For the word "instance", state the number of lines in the data that contain it, and nothing else.

[DATA FOR THE TASK — start]

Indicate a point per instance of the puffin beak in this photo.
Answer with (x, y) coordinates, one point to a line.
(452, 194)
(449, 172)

[DATA FOR THE TASK — finish]
[DATA FOR THE TASK — start]

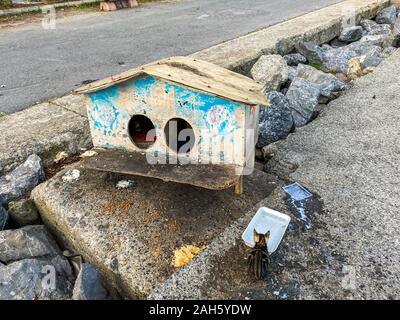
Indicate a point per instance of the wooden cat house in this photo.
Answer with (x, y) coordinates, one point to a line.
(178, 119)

[DATA FOR THE TASK — finish]

_EXERCISE ANSWER_.
2